**Task goal**
Rewrite the listing below as a JSON list of strings, with one string for each line. Leave out the blank lines and the pictures.

— start Records supplied —

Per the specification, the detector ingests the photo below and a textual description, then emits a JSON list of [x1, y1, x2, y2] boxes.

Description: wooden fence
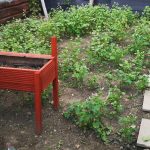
[[0, 0, 29, 24]]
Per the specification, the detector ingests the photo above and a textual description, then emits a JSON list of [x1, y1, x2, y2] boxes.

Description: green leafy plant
[[119, 115, 136, 142], [29, 0, 41, 16], [64, 95, 110, 142], [107, 87, 123, 116]]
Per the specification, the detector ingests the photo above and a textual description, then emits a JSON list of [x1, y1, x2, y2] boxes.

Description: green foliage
[[107, 87, 123, 116], [0, 18, 49, 53], [119, 115, 136, 142], [59, 40, 88, 87], [143, 6, 150, 20], [88, 31, 124, 64], [29, 0, 41, 16], [86, 74, 99, 90], [64, 95, 110, 142]]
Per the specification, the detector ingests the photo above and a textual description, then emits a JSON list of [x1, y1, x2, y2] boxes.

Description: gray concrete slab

— end Records supplied —

**Correct answer**
[
  "Per the specification, the detector ingests the photo below and a textual description, then emits a JSON list of [x1, y1, x2, y2] boxes.",
  "Description: wooden fence",
  "[[0, 0, 29, 24]]",
  "Per the specification, the detector ingests the photo above and a textual description, then emits a JSON list of [x1, y1, x2, y2] boxes.",
  "Description: green leafy plant",
  "[[119, 115, 136, 142], [29, 0, 41, 16], [64, 95, 110, 142], [107, 87, 123, 116]]",
  "Per the specification, the detector ingests the photo above and a textual description, then emits a JSON list of [x1, y1, x2, y2] boxes.",
  "Description: green foliage",
  "[[107, 87, 123, 116], [0, 18, 49, 53], [119, 115, 136, 142], [59, 40, 88, 87], [143, 6, 150, 20], [88, 31, 124, 64], [29, 0, 41, 16], [86, 74, 99, 90], [64, 95, 110, 142]]",
  "Per the specification, the detector ingests the photo above and a textual description, then emits a JSON list of [x1, y1, x2, y2] boxes.",
  "Description: gray concrete slab"
]